» **THE PROBLEM**:
Quote the lines from the line holding "Locate the woman's foot" to the very end of the listing, exactly, and no others.

» **LISTING**:
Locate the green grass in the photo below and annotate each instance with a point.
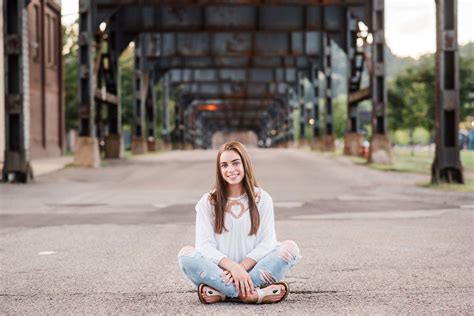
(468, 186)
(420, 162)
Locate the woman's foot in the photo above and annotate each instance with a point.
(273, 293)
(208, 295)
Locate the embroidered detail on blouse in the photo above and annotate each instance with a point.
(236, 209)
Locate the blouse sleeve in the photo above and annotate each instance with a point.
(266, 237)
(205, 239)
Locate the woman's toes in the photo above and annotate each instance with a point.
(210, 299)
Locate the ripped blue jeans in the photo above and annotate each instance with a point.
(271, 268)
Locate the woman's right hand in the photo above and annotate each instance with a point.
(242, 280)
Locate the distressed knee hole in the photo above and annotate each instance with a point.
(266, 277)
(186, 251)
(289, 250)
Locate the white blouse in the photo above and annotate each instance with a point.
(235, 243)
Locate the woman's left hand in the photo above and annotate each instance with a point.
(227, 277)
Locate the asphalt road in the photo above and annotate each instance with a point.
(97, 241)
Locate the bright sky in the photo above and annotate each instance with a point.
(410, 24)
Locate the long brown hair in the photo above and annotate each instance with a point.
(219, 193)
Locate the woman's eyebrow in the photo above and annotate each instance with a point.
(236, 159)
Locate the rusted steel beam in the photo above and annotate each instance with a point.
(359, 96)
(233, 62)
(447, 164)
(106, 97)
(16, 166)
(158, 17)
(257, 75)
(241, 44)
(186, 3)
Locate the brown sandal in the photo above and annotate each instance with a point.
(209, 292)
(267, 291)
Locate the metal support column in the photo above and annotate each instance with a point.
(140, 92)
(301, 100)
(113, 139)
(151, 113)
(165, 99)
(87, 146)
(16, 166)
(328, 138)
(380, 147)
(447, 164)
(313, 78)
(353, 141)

» **ANSWER FOR THE TASK**:
Locate the woman's foot in the photo above and annotate each instance with a point.
(273, 293)
(208, 295)
Locate the embroidered detail on blouse in the photo above and annotate each instance with a point.
(236, 209)
Locate the blouse sleeve in the photo above and annotate each instance with a point.
(266, 237)
(205, 239)
Locate the woman's toes in the photo above and annotate each instance with a point.
(210, 299)
Locate the ripped blue jeans in the photo above and annotate each instance with a point.
(271, 268)
Locate the woman's right hand in the photo above and annotate each instance with a point.
(242, 280)
Locate the distressed knee hole in the photo above and annotate each instance with a point.
(266, 277)
(186, 251)
(289, 250)
Locate the white blouse in the photo above and annotate each instance with a point.
(235, 243)
Locate the woman's left hand in the photo above and annotate each instance with a point.
(227, 277)
Locate the asphalt road in the photo above and annotate each instance with a point.
(97, 241)
Locate the bright sky in the photo above and annotate each instance with a point.
(410, 24)
Locate the long brown hair in the photo above and annotate each instance with a point.
(219, 193)
Locate the woman's eyebrow in the photo above and annotate each instance with a point.
(236, 159)
Locate the rusted steel beam in the photo above and annotate each instance with a point.
(359, 96)
(233, 62)
(447, 164)
(106, 97)
(16, 166)
(158, 17)
(257, 75)
(241, 44)
(186, 3)
Locate the brown sandal in the photo above and annotate each instance with a point.
(209, 292)
(267, 291)
Locate the metal support column in the photo above and annotate each instance with a point.
(140, 92)
(301, 100)
(113, 139)
(151, 113)
(165, 99)
(87, 146)
(16, 166)
(328, 138)
(380, 147)
(447, 164)
(313, 78)
(353, 141)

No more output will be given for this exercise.